Output the span of the SQLite filesystem thread between "Yes, I think" and "is was NFS.", inclusive, copied verbatim.

GIVEN PASSAGE ::
• • • • •

What type of filesystem is the SQLite file residing on?

danielballan avatar Sep 13 '23 23:09 danielballan

It's the NERSC CFS, so it's not NFS.

dylanmcreynolds avatar Sep 14 '23 15:09 dylanmcreynolds

We have scaled it down to one process. It will be interesting to see if this goes away. If we need to scale up, we can switch to postgres.

dylanmcreynolds avatar Sep 14 '23 15:09 dylanmcreynolds

Yes, I think the right mindset is "SQLite is multi-process, but single-node." Any networked file system will be at best unusably slow and at worst corrupt. Definitely re-open if you see this again with a single node.

danielballan avatar Sep 14 '23 16:09 danielballan

To be clear, we were in a setup with multiple pods in the same cluster, and a volume mount that I wouldn't. This was the whole point of changing the tiled container image to be single process. It will be interesting to see what our guidance ends up being.

dylanmcreynolds avatar Sep 14 '23 16:09 dylanmcreynolds

Can you rephrase that first sentence? I can’t parse.

Maybe I should reopen this, awaiting your guidance on these kinds of deployments.

Aside: what kind of filesystem is CFS? I thought is was NFS.

danielballan avatar Sep 14 '23 16:09 danielballan

Aside: I answered my own question. Indeed, not NFS, but any networked FS will be “no warranty” at best, and should be avoided. https://docs.nersc.gov/filesystems/community/#performance

danielballan avatar Sep 14 '23 16:09 danielballan

• • • • •

SUPPLIED DATA ::
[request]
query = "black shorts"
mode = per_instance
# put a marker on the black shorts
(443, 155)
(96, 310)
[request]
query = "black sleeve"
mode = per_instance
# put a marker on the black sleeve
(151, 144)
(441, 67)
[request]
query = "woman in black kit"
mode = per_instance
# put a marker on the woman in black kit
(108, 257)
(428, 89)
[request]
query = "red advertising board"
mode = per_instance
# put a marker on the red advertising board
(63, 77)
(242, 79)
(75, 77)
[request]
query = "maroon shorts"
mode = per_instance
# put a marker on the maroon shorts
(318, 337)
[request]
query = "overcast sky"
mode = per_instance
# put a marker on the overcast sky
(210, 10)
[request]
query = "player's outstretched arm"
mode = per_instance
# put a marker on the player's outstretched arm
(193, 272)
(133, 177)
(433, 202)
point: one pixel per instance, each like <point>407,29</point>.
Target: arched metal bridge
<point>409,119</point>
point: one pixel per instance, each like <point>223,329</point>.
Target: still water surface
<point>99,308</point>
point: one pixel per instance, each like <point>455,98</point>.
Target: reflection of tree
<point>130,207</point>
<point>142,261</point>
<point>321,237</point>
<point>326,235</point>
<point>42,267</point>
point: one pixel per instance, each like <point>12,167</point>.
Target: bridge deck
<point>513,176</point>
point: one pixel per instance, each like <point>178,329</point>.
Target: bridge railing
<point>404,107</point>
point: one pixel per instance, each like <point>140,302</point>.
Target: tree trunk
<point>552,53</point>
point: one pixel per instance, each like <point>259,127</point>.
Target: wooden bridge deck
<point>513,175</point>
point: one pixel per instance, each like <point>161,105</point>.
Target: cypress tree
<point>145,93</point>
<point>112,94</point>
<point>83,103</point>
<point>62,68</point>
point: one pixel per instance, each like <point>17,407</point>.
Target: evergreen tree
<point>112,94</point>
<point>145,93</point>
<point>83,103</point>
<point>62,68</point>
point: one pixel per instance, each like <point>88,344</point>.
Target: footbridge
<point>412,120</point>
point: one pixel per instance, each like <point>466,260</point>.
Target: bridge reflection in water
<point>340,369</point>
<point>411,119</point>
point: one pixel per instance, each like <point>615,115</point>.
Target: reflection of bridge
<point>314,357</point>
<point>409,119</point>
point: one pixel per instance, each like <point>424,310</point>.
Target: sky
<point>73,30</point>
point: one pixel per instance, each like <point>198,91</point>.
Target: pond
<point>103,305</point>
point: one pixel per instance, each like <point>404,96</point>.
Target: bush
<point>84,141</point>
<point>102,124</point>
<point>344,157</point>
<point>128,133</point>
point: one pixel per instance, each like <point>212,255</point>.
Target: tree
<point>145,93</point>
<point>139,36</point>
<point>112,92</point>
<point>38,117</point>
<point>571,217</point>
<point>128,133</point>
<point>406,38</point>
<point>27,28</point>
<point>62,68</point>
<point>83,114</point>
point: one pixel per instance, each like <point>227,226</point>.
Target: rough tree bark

• • • • •

ANSWER TO THIS PROBLEM ::
Yes, I think the right mindset is "SQLite is multi-process, but single-node." Any networked file system will be at best unusably slow and at worst corrupt. Definitely re-open if you see this again with a single node.

danielballan avatar Sep 14 '23 16:09 danielballan

To be clear, we were in a setup with multiple pods in the same cluster, and a volume mount that I wouldn't. This was the whole point of changing the tiled container image to be single process. It will be interesting to see what our guidance ends up being.

dylanmcreynolds avatar Sep 14 '23 16:09 dylanmcreynolds

Can you rephrase that first sentence? I can’t parse.

Maybe I should reopen this, awaiting your guidance on these kinds of deployments.

Aside: what kind of filesystem is CFS? I thought is was NFS.